**TASK TO COMPLETE**
Copy word for word the part of the passage on web apps between "If the battle" and "apps they mimic.", inclusive.

## START TEXT PASSAGE

Web apps are not cross-platform apps.

If the battle is whether Apple’s tools or HTML5 is the best way to write iPhone apps, whether Google’s frameworks or HTML5 is the best way to write Android apps, whether Windows Presentation Foundation or HTML5 is the best way to write Windows apps — my money’s on “native” in any and every case. Some developers aren’t as bothered by oppressive distribution policies as they are by the differences between platforms. They see JavaScript as the new Java — write once, run anywhere — and see generic-but-native-looking HTML5 apps as superior to the native apps they mimic.

The trouble is that users don’t value “consistent across platforms”. Why would they? They expect consistency within a platform. Developers who look at web apps as a “cross-platform solution” because of “HTML5″ do themselves a double disservice: not only do they devalue their own app by making it subtly inconsistent to native iPhone apps, they devalue the foundation they’ve built upon by muddying the web’s unique consistency.

Interestingly enough, it was Apple’s experiments that in large part sparked what we now call HTML5 — even before they tried to pitch web technologies as the iPhone SDK. Their 2004 introduction of Tiger’s new WebKit features, and their use in HTML-based dashboard widgets, was not uncontroversial — especially the debut of the <canvas> element. The controversy was not just about a browser adding this new element ahead of the standards process, but whether its nature fundamentally fit the web.

This wrestling may have been too quickly forgotten when the zeitgeist turned to The Web vs. Flash. Which one did we want in our pockets? Which one would we allow into the App Store? (We know who shot a rather rich mixture of fuel across that flame too!) Cute young <canvas> livened up that party, while the more web-ish SVG kept faithfully raising the children back in her own namespace.

## END TEXT PASSAGE
## START DATA

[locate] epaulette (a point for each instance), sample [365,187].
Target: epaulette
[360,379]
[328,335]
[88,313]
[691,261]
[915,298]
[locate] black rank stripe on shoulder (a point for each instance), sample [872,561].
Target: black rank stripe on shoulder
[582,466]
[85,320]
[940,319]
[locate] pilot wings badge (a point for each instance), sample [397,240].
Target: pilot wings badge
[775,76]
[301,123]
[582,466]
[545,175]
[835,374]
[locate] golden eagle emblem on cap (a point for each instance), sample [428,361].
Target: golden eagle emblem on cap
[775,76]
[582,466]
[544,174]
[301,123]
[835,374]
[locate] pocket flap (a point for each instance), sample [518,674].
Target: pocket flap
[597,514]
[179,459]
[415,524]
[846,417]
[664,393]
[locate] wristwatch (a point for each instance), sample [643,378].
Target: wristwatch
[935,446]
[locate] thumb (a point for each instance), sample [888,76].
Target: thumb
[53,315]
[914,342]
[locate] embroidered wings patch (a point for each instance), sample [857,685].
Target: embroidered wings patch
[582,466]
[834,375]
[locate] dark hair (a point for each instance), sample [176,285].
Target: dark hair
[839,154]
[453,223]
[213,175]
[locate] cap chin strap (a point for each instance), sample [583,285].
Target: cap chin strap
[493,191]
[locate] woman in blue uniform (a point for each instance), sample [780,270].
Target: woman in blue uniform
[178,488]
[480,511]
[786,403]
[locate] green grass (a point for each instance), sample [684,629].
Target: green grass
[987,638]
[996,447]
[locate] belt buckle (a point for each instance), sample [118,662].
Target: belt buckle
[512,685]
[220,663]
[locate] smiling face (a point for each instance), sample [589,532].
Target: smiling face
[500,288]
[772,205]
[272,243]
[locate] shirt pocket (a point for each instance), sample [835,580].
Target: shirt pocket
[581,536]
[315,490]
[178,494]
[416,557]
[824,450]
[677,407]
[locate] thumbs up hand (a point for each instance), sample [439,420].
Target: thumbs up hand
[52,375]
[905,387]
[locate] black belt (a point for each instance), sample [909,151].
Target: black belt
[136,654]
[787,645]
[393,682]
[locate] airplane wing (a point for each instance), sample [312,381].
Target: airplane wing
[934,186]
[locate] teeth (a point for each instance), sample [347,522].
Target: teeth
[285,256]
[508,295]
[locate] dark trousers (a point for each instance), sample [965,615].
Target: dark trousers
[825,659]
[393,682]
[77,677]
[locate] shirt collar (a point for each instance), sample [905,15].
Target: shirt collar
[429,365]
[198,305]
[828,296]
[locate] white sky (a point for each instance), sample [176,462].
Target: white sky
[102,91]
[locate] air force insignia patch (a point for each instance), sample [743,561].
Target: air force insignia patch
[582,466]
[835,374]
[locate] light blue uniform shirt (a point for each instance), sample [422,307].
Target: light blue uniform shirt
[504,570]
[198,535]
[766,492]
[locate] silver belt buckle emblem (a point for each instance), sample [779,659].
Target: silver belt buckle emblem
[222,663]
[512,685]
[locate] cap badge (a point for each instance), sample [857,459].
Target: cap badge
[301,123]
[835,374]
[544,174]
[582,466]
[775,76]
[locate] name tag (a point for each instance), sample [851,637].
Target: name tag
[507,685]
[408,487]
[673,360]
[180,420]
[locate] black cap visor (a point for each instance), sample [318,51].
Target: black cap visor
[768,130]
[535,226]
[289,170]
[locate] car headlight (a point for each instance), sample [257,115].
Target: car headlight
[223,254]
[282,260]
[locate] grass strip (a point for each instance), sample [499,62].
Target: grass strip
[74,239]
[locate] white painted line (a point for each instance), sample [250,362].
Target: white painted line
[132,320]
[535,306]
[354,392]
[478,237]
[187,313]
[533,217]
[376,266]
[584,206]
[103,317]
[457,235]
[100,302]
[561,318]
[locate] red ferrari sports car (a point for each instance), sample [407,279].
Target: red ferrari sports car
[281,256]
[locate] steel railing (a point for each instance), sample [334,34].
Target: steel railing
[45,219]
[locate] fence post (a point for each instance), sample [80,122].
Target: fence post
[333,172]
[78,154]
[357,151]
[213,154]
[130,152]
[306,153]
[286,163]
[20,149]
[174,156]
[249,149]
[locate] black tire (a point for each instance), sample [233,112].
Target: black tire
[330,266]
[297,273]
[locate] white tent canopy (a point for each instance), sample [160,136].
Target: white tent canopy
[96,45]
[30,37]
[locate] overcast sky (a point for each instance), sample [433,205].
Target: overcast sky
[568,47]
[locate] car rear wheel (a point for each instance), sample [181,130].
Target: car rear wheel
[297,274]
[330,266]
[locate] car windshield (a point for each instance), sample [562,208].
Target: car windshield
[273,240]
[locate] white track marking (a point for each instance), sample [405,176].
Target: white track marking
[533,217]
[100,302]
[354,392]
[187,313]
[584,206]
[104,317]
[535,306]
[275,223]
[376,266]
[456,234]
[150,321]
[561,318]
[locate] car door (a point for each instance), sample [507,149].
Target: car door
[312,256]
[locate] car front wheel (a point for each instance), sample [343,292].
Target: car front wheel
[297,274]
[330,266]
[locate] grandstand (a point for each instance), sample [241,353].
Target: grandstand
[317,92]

## END DATA

**SOLUTION TO THE PROBLEM**
If the battle is whether Apple’s tools or HTML5 is the best way to write iPhone apps, whether Google’s frameworks or HTML5 is the best way to write Android apps, whether Windows Presentation Foundation or HTML5 is the best way to write Windows apps — my money’s on “native” in any and every case. Some developers aren’t as bothered by oppressive distribution policies as they are by the differences between platforms. They see JavaScript as the new Java — write once, run anywhere — and see generic-but-native-looking HTML5 apps as superior to the native apps they mimic.